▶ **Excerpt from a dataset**

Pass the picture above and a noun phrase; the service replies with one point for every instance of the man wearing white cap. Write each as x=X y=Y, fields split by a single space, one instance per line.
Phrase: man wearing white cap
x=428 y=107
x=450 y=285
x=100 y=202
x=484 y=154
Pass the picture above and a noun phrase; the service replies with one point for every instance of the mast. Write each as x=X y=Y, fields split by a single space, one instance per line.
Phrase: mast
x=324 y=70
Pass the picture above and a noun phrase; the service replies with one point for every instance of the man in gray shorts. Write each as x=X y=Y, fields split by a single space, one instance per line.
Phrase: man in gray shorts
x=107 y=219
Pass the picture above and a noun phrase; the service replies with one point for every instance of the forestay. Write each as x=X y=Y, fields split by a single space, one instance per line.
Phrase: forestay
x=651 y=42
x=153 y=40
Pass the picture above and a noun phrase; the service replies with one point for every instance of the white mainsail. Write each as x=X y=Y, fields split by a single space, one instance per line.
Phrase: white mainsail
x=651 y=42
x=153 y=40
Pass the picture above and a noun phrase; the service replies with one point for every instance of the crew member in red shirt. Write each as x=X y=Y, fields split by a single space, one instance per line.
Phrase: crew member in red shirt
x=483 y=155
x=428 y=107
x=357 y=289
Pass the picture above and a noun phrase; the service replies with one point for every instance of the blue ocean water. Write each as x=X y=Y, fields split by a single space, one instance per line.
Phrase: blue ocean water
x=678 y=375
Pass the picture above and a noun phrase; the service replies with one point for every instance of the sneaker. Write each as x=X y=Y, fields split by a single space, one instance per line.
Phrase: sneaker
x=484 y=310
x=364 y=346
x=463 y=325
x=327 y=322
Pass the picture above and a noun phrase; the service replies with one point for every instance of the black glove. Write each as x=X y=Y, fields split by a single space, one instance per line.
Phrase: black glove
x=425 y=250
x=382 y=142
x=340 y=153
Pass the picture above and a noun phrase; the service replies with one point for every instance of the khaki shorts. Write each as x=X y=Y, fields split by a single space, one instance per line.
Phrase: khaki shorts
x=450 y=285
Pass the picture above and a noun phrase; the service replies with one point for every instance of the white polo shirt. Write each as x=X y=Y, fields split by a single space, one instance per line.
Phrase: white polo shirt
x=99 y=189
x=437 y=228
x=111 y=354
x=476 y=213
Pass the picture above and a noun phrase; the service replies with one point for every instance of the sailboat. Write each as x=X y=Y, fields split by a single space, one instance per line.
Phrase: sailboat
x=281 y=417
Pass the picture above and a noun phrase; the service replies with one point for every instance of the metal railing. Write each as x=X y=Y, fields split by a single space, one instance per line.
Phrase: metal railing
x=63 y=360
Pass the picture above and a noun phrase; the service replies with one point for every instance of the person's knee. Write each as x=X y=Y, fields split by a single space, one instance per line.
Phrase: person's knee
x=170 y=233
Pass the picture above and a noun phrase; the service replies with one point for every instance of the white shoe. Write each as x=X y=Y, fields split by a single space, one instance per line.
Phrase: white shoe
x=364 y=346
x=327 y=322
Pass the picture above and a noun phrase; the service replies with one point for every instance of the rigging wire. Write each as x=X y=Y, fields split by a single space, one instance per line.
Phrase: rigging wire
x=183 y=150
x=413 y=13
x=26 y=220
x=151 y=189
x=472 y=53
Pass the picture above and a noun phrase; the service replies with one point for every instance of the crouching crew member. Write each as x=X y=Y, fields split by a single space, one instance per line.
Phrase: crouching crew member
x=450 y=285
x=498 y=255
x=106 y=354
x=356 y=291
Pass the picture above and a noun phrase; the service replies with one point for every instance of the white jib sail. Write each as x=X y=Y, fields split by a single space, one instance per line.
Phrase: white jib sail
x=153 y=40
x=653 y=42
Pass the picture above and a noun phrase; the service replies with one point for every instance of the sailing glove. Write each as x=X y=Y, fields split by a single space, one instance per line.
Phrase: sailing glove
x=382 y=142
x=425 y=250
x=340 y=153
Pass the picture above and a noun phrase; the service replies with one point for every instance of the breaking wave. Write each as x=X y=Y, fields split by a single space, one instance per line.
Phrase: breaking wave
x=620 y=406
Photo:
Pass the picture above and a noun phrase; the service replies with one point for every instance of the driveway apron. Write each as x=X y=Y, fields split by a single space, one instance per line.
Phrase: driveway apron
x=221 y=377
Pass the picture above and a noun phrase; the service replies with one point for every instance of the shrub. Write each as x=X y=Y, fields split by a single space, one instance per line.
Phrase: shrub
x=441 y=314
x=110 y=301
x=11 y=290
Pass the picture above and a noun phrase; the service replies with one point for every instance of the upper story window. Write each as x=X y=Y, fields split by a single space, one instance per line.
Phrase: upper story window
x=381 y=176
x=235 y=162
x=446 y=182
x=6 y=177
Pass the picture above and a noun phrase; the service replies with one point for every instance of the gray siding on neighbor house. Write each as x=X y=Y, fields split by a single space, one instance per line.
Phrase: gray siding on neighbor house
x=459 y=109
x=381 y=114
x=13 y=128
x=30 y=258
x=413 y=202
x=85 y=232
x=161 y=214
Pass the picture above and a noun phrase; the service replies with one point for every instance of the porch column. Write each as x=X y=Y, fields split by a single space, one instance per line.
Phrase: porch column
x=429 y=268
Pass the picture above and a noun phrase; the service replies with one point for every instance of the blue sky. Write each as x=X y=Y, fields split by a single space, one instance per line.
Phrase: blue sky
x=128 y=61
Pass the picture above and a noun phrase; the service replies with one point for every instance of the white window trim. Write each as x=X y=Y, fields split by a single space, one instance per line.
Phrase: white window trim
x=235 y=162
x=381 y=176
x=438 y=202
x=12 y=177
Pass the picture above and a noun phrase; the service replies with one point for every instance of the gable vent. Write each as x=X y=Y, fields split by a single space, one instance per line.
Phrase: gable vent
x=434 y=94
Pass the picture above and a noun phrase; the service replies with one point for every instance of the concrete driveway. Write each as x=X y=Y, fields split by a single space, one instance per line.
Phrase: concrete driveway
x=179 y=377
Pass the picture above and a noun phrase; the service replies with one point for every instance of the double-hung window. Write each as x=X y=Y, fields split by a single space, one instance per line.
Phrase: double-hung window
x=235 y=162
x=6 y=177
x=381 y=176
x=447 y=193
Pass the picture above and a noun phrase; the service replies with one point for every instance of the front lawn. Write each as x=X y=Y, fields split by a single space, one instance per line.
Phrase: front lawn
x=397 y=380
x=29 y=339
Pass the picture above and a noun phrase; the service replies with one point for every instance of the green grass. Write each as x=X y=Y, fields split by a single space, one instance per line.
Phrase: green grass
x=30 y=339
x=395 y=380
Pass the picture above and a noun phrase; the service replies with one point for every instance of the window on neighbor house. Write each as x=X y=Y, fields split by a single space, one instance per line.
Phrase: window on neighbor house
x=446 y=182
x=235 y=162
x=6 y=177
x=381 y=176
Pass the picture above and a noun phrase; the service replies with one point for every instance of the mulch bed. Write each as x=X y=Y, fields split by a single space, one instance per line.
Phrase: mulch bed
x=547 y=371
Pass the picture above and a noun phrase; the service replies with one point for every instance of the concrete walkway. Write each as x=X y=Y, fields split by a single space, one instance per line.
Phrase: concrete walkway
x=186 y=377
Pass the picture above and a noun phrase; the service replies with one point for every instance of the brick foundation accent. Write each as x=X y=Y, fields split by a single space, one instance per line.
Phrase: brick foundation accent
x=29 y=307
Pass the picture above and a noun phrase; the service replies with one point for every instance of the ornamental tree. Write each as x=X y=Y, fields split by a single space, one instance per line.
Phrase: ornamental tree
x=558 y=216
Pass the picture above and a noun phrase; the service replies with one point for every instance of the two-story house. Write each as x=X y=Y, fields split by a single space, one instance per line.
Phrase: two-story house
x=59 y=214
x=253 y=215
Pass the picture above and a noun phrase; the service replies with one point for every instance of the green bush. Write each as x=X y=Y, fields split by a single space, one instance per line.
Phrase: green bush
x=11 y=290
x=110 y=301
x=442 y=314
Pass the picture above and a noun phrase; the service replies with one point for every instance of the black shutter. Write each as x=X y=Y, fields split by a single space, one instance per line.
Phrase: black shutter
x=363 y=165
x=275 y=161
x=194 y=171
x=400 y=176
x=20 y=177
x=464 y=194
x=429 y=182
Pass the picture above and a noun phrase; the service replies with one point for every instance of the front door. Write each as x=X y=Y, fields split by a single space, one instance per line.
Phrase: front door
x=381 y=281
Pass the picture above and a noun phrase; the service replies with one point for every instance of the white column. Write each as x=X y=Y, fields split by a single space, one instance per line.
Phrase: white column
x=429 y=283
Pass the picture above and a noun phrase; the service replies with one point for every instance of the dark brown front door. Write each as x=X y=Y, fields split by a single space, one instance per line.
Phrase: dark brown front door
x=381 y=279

▶ **EXERCISE OBJECTIVE**
Put the lines of the records above into a JSON list of strings, one string per line and no blank lines. Start at the line containing "the white mainsail." and continue through the line containing "x=357 y=289", including both of those lines.

▶ **RESULT OF THIS TASK**
[
  "Pass the picture above and a noun phrase; the service replies with one point for every instance of the white mainsail. Write each as x=X y=Y, fields split by a single space, one instance per line.",
  "Phrase: white mainsail",
  "x=651 y=42",
  "x=153 y=40",
  "Pass the picture above and a noun phrase; the service replies with one point for every instance of the crew member in red shirt. Write each as x=X y=Y, fields split by a single space, one instance per line.",
  "Phrase: crew member in red shirt",
  "x=483 y=155",
  "x=428 y=107",
  "x=357 y=289"
]